# PROBLEM
Give every line below again, exactly.

# AVAILABLE RECORDS
--- Start ---
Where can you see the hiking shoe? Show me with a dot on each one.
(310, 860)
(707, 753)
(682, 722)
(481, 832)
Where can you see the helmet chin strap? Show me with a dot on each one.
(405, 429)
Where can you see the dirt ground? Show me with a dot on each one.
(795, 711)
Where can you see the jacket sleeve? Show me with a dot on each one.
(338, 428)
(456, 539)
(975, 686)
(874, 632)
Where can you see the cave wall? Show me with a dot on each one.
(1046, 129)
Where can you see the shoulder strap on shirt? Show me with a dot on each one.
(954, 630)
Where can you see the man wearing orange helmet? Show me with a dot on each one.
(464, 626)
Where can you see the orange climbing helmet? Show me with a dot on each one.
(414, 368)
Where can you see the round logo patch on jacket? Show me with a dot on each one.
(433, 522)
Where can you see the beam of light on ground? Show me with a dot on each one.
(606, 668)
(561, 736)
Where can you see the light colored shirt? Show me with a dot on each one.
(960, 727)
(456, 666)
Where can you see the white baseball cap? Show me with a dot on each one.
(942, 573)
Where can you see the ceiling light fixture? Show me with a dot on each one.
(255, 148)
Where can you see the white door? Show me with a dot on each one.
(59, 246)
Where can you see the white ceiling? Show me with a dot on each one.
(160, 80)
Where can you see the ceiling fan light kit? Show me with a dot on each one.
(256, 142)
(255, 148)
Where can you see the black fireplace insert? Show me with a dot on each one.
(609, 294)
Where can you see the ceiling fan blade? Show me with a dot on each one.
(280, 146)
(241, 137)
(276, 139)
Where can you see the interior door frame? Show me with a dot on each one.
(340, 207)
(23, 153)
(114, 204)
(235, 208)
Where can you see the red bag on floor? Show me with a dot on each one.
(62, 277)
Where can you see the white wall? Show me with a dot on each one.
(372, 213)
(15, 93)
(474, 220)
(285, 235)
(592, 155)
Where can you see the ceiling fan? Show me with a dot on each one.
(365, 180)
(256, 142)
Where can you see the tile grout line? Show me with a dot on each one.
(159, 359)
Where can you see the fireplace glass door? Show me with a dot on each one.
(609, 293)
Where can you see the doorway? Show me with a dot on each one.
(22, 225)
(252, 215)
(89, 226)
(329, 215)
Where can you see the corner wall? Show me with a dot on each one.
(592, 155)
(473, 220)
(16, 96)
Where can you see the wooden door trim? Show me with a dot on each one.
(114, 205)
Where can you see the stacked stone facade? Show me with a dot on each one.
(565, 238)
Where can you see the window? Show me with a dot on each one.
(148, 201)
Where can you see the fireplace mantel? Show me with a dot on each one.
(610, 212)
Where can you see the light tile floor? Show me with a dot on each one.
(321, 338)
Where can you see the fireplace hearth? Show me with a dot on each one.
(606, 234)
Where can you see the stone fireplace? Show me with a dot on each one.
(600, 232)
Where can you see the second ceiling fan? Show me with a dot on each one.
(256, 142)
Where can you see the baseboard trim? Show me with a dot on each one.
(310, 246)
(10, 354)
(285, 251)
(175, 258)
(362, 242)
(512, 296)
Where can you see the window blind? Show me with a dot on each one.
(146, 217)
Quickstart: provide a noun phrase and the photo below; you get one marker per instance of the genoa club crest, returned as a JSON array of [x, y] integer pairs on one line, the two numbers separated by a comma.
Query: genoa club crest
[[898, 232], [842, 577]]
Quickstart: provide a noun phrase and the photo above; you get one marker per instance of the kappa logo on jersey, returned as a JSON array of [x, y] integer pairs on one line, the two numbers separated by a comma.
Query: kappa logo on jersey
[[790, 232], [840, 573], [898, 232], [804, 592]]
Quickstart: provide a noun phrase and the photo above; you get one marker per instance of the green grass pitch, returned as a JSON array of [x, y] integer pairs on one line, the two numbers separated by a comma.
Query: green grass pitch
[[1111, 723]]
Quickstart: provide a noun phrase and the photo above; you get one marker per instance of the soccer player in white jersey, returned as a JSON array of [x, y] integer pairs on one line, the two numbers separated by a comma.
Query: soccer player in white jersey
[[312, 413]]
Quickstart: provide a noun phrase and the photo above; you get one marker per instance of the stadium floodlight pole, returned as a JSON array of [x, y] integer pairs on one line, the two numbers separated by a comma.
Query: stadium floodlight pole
--- End ---
# RESULT BELOW
Where can you see the hiking shoe? Show me with a dot on each one.
(310, 860)
(707, 753)
(682, 722)
(481, 832)
Where can you see the helmet chin strap? Show me with a dot on each one.
(405, 429)
Where can you see the dirt ground? Show me with a dot on each one.
(795, 711)
Where can you see the jacket sleeve? Show me with a dot on each one.
(338, 428)
(456, 539)
(975, 686)
(874, 632)
Where can you see the cave wall? Show me with a dot on each one.
(1046, 129)
Where can you see the shoulder strap on shirt? Show me with a dot on each one.
(954, 630)
Where can you see the man wearing orange helmet? Show me with a dot on each one.
(464, 626)
Where can you see the orange climbing helmet? Show me with a dot on each one.
(414, 368)
Where can you see the round logo patch on jacket? Show me with a dot on each one.
(433, 522)
Where can you see the beam of light on ground? Show me with a dot on each one.
(606, 668)
(561, 736)
Where can you see the light colored shirt? Show me with a dot on each one.
(960, 727)
(456, 666)
Where can you see the white baseball cap? Show me with a dot on each one.
(942, 573)
Where can you see the ceiling light fixture? Show me with a dot on each one.
(255, 148)
Where can you see the white door? Show me with a dot on each one.
(59, 246)
Where can you see the white ceiling? Show me with a dot on each one.
(160, 80)
Where can you see the ceiling fan light kit? Show me with a dot on each one.
(256, 142)
(255, 148)
Where can you see the black fireplace insert? Show me with a dot on each one.
(609, 294)
Where can you see the ceiling fan blade? Show me with a dot on each one.
(280, 146)
(241, 137)
(276, 139)
Where can you see the interior door frame? Show me with a dot on each one.
(340, 207)
(23, 153)
(114, 204)
(235, 208)
Where can you see the red bag on floor? Show me with a dot on each one.
(62, 277)
Where can you see the white wall? Show me with a dot on each one.
(372, 213)
(15, 93)
(474, 220)
(285, 235)
(592, 155)
Where can you see the ceiling fan? Show me with a dot on each one.
(365, 180)
(256, 142)
Where can you see the tile grout line? Show me with a dot on each one.
(159, 359)
Where can you see the fireplace glass door? Show me with a dot on each one.
(609, 293)
Where can you see the doorway? Show me with a dot on each one.
(22, 225)
(252, 215)
(89, 226)
(329, 215)
Where can you see the corner wall? Show me with a dot on each one.
(592, 155)
(473, 220)
(16, 96)
Where can you see the wooden door trim? Show me with a dot on each one.
(114, 205)
Where can you see the stacked stone facade? Show me with a dot on each one.
(565, 238)
Where can you see the window? Show me with a dot on each one.
(148, 201)
Where can you see the fireplace mantel? Show me with a dot on each one.
(610, 212)
Where can you see the light tile floor? Show me with a dot on each one.
(321, 338)
Where can you see the fireplace hearth? Show me with a dot on each one.
(606, 234)
Where can you see the stone fireplace? Show me with a dot on each one.
(600, 232)
Where can you see the second ceiling fan? Show me with a dot on each one.
(256, 142)
Where can you see the baseboard trim? Show me with a dot on each one.
(310, 246)
(10, 354)
(285, 251)
(175, 258)
(362, 242)
(512, 296)
Where can you see the window blind? Show me with a dot on each one.
(146, 217)
Quickstart: provide a noun phrase and the photo below; you get one marker per instance of the genoa club crest, returned as a JSON array of [x, y] integer pairs on one line, the two numbers separated by a comma.
Query: genoa club crest
[[898, 232], [842, 577]]
Quickstart: provide a noun phrase and the photo above; you get one marker per instance of the kappa logo on jersey, returned as a JSON array of [x, y] integer pairs on one line, the two numbers separated by a comma.
Query: kappa logo on jersey
[[790, 232], [840, 573], [898, 232], [804, 592]]
Quickstart: provide a noun phrase and the photo above; you get one marker per instance of the green grass pitch, returned as a JSON array of [x, y] integer pairs on one line, the two numbers separated by a comma.
Query: green grass pitch
[[1111, 723]]
Quickstart: provide a noun phrase and the photo above; you get one marker per instance of the soccer player in white jersey, returned as a JSON array of [x, y] integer pairs on one line, the two numbers separated by a comma.
Query: soccer player in white jersey
[[312, 413]]
Quickstart: provide a noun phrase and the photo above; you get one marker per instance of the stadium floodlight pole, returned as a JSON array of [x, y] integer pairs on one line, the two numbers separated by a comma.
Query: stadium floodlight pole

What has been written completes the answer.